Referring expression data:
++++++++
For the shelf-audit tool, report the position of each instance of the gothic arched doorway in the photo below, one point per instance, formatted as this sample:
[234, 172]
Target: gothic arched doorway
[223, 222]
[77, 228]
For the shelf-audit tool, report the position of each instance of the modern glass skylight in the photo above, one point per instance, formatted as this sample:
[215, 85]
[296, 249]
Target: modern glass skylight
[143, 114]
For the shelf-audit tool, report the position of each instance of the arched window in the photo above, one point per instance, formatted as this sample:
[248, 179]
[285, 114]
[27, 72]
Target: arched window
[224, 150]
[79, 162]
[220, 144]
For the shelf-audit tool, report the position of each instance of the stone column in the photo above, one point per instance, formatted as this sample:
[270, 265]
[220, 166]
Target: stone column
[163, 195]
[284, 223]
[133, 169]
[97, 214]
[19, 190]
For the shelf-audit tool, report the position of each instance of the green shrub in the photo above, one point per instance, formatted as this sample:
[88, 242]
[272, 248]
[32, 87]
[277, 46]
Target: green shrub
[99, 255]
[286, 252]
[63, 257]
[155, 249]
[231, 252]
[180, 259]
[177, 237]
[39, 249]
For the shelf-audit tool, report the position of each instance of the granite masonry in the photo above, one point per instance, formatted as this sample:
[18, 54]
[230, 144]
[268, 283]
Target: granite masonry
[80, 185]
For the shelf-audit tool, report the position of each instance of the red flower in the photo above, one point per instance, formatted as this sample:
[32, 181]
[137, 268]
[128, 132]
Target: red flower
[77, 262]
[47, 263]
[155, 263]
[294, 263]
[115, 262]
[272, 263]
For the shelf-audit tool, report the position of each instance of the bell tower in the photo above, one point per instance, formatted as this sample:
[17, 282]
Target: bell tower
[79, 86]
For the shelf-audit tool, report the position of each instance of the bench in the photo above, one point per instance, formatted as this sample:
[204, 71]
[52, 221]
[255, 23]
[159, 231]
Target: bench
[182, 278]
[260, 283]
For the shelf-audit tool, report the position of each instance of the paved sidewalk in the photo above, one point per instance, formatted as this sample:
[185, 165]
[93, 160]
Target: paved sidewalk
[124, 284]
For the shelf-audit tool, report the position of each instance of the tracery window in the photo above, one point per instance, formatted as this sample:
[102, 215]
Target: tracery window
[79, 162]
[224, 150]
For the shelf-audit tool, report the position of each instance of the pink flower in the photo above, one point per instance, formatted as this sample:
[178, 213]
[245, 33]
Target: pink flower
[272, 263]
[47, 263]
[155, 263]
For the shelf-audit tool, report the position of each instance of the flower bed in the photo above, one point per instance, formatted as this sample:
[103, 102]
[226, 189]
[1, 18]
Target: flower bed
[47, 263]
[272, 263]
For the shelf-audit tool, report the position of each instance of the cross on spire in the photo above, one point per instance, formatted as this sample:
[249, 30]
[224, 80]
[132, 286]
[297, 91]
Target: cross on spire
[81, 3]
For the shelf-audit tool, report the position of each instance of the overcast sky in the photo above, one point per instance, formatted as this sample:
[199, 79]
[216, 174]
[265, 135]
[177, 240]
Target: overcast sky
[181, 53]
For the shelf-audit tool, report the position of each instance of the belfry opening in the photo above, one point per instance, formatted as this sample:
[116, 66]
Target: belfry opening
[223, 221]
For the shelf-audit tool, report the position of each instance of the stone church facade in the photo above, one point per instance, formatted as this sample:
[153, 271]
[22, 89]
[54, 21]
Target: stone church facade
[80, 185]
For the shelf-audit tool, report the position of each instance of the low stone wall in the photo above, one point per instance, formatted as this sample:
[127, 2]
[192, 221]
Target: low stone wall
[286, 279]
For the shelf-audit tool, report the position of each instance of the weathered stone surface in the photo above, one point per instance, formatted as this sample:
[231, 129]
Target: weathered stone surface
++++++++
What you are asked to do:
Each line above that carries the string "weathered" has to be returned.

Expected output:
For the shelf-audit tool, report the position of each instance of the weathered stone surface in the photo above, one point per instance, formatted as this sample:
Target: weathered stone surface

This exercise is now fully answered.